▶ **QUOTED PASSAGE**

Name of Assigned Judge Sitting Judge if Other or Magistrate Judge Elaine E. Bucklo than Assigned Judge
Defendants' motion for Rule 11 sanctions  is denied. Under my prior ruling on the motion to dismiss, defendants' petition for fees and costs  is granted in part and defendants and their attorneys are awarded fees and costs in the amount of $26,723.58. All pending dates and motions are terminated as moot.
O[ For further details see text below.] Notices mailed by Judicial staff.
Plaintiff The Corvus Group, Inc. ("Corvus") sued defendants Nichols Kaster, PLLP and Andrew G. Chase alleging trade libel (count I) and violations of the Illinois Consumer Fraud and Deceptive Business Practices Act 815 ILCS 505/2 ("ICFA") (count II) and the Uniform Deceptive trade Practices Act, 815 ILCS 510/2(a)(8) ("UDTPA") (count III). On May 24, 2012, I dismissed all three counts of plaintiff's complaint, denied defendants' request for attorney's fees and costs under the Citizen Participation Act, 735 ILCS 110/1, et seq., and granted defendants' request for reimbursement for attorney's fees and costs in defending the ICFA claim as allowed under that statute. The day after I issued my order granting the defendants' motion to dismiss, defendants filed the present motion seeking sanctions pursuant to Rule 11(b)(2) and (c)(2) of the Federal Rules of Civil Procedure. Defendants have also filed a petition for attorney's fees and costs.

▶ **OBJECTIVE A**
State whether each of these statements agrees with the court order, answering yes or no and quoting the words that decide it: (i) The fees and costs awarded come to $26,723.58. (ii) Count II of the complaint alleged trade libel. (iii) The defendants filed their sanctions motion the day after the order granting their motion to dismiss.
▶ **OBJECTIVE B**
Continue the court order on the Corvus suit, starting after its final sentence.
The rows that follow are from a separate source and have no connection to the court order.

▶ **DATASET**
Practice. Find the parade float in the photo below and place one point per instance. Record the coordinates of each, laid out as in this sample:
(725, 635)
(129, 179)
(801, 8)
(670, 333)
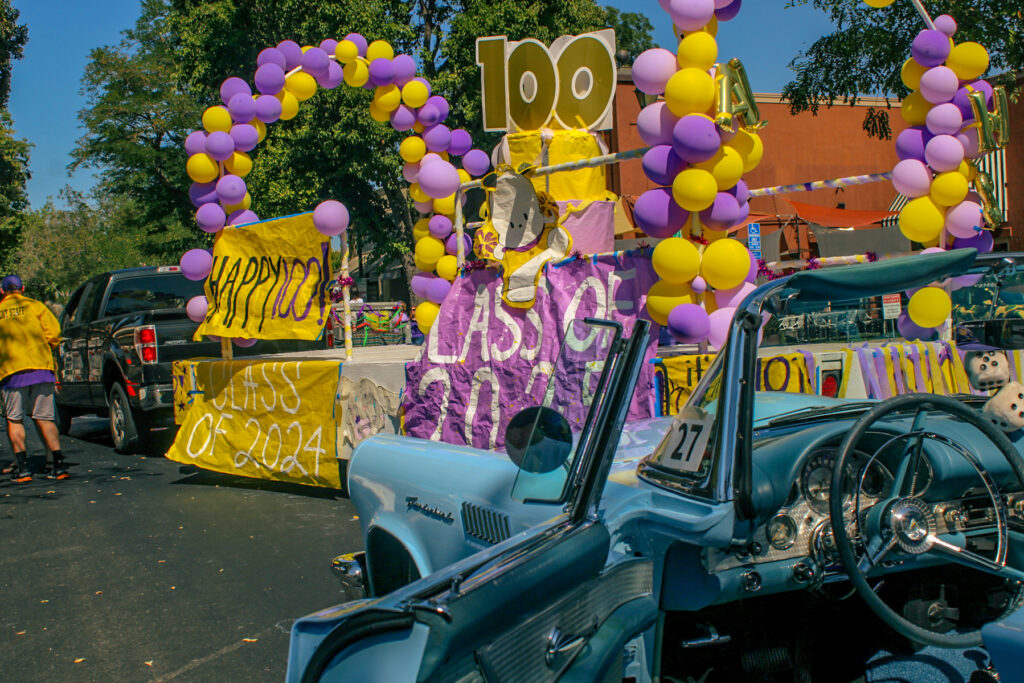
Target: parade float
(496, 293)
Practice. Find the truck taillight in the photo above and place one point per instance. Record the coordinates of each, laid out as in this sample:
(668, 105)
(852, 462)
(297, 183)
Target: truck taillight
(145, 344)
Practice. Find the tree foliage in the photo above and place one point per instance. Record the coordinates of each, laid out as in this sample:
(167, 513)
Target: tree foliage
(865, 53)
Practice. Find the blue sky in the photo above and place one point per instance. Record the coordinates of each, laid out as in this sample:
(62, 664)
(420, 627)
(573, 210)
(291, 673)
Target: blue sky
(45, 95)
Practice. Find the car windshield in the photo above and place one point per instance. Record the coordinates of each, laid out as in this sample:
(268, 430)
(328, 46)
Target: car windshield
(546, 440)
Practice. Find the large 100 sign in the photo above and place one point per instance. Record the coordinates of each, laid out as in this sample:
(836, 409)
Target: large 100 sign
(526, 86)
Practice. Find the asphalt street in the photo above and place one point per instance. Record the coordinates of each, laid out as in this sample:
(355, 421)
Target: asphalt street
(142, 569)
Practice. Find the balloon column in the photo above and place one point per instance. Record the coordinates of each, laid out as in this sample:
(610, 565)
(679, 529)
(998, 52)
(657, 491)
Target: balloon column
(950, 124)
(288, 75)
(704, 137)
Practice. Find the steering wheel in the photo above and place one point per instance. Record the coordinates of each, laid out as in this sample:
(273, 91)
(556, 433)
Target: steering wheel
(903, 523)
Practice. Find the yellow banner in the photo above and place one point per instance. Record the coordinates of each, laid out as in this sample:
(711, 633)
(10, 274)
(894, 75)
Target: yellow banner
(269, 281)
(268, 420)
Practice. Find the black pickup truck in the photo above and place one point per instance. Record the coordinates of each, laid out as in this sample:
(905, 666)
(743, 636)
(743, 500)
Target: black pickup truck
(121, 331)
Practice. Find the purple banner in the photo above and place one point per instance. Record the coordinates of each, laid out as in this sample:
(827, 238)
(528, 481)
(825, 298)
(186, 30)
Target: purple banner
(483, 360)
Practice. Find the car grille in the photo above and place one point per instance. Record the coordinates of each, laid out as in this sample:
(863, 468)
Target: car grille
(484, 524)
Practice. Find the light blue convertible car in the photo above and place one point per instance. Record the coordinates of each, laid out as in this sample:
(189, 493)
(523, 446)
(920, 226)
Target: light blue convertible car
(756, 536)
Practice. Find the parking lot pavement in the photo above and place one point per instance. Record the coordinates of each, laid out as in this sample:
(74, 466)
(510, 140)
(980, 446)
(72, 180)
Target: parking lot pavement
(142, 569)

▶ **EXERCISE RESPONSE A**
(i) Yes: "defendants and their attorneys are awarded fees and costs in the amount of $26,723.58"
(ii) No: "alleging trade libel (count I)"
(iii) Yes: "The day after I issued my order granting the defendants' motion to dismiss, defendants filed the present motion seeking sanctions"

▶ **EXERCISE RESPONSE B**
I. Defendants' motion for Rule 11 sanctions
Rule 11 imposes obligations on attorneys presenting pleadings or motions to a court and provides for sanctions when an attorney fails to meet her obligations. Specifically, an attorney who signs or submits a filing "certifies that to the best of the person's knowledge, information, and belief, formed after an inquiry reasonable under the circumstances . . . the claims, defenses, and other legal contentions are warranted by existing law or by a non-frivolous argument for extending, modifying, or reversing existing law or for establishing new law." Fed. R. Civ. P. 11(b). Under Rule 11(c)(2) a party may file a motion for sanctions for alleged violations of Rule 11(b) after giving the opposing party an opportunity to withdraw the complaint or motion alleged to violate Rule 11(b). Defendants contend that plaintiff's lawsuit was frivolous, arguing that all three of plaintiff's legal claims lacked any basis in law and that plaintiff failed to perform its due diligence as required by Rule 11(c)(2). Defendants argue that plaintiff failed to investigate its claims and ignored controlling cases.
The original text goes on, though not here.